Requirement 1: Copy the CUDA FAQ below word for word, everything from "CUDA Programming" down to "(avoid branch divergence)".

Passage:
>> begin

FAQ - Frequently Asked Questions

This document collects common questions about CUDA GEMM optimization and project usage.

Environment & Build

Q1: How to verify CUDA environment is correctly installed?

bash

# Check nvcc version
nvcc --version

# Check GPU driver
nvidia-smi

# Check CUDA path
echo $CUDA_HOME

Q2: Build cannot find CUDA?

Ensure CMAKE_CUDA_COMPILER points to the correct nvcc:

bash

cmake --preset default -DCMAKE_CUDA_COMPILER=/usr/local/cuda/bin/nvcc

Q3: Tests are skipped?

GPU tests require an available NVIDIA GPU. Without GPU, tests skip automatically:

cpp

MINI_INFERENCE_REQUIRE_CUDA_DEVICE();  // Auto-skips in no-GPU environments

CUDA Programming

Q4: What is a warp?

A warp is the basic execution unit on NVIDIA GPUs, containing 32 threads. Threads within a warp execute in SIMD fashion.

Key points:

Threads in a warp should execute the same code path (avoid branch divergence)

>> end

Data extract:

>> begin

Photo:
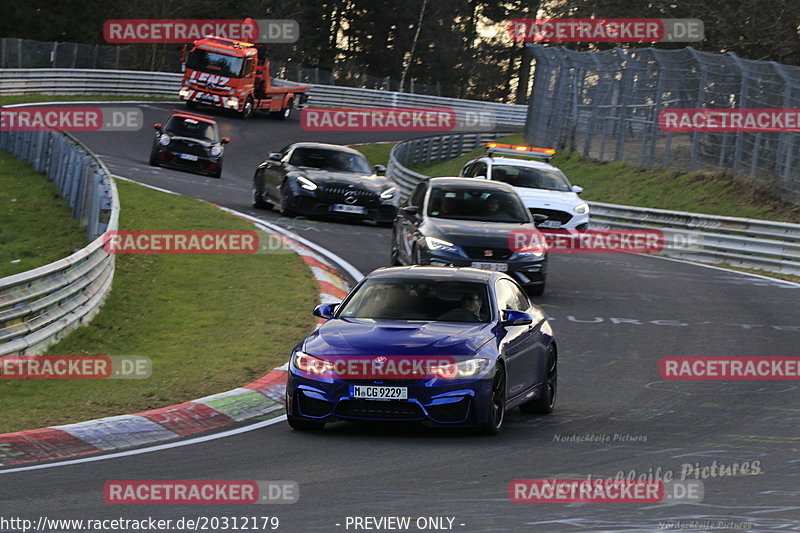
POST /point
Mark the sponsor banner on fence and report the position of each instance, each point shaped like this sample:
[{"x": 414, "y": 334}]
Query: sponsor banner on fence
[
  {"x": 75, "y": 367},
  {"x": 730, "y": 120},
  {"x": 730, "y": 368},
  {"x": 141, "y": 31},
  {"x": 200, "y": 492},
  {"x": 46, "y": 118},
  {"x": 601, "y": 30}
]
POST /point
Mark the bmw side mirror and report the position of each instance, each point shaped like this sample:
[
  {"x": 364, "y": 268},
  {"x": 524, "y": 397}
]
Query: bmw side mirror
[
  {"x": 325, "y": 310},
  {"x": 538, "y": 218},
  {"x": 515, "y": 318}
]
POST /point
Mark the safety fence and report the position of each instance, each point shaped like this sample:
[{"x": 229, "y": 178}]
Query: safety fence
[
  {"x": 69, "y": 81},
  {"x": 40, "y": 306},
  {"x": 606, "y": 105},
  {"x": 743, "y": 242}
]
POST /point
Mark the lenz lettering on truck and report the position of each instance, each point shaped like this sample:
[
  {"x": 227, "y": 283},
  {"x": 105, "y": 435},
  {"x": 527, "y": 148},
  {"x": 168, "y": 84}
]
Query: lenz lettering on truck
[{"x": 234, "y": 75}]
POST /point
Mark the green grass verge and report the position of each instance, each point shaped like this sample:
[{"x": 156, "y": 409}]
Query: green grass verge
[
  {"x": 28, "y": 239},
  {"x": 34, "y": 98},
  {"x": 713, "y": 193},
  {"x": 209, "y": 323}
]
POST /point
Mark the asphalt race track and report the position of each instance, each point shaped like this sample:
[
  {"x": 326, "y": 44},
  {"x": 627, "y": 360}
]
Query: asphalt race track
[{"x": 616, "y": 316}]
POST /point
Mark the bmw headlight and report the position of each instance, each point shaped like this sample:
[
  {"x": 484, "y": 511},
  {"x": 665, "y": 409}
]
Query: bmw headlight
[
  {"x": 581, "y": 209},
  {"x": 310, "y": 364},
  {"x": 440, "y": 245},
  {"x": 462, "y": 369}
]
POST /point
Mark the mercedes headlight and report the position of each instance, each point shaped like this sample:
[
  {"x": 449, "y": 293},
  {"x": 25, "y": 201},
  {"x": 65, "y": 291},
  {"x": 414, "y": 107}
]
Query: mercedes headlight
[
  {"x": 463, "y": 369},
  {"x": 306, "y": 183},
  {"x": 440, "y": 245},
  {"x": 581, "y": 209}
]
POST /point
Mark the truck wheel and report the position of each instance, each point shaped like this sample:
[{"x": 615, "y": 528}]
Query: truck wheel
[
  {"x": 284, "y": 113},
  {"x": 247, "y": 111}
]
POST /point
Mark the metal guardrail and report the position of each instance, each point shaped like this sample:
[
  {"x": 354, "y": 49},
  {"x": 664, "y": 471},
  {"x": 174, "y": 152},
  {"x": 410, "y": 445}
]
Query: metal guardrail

>> end

Requirement 2: Locate each line of the records above that contains the string "guardrail" and copy those lines. Case counts.

Correct response 1:
CUDA Programming

Q4: What is a warp?

A warp is the basic execution unit on NVIDIA GPUs, containing 32 threads. Threads within a warp execute in SIMD fashion.

Key points:

Threads in a warp should execute the same code path (avoid branch divergence)

Correct response 2:
Mark the metal guardrail and report the position of each instance, each point shaped like this sample:
Query: metal guardrail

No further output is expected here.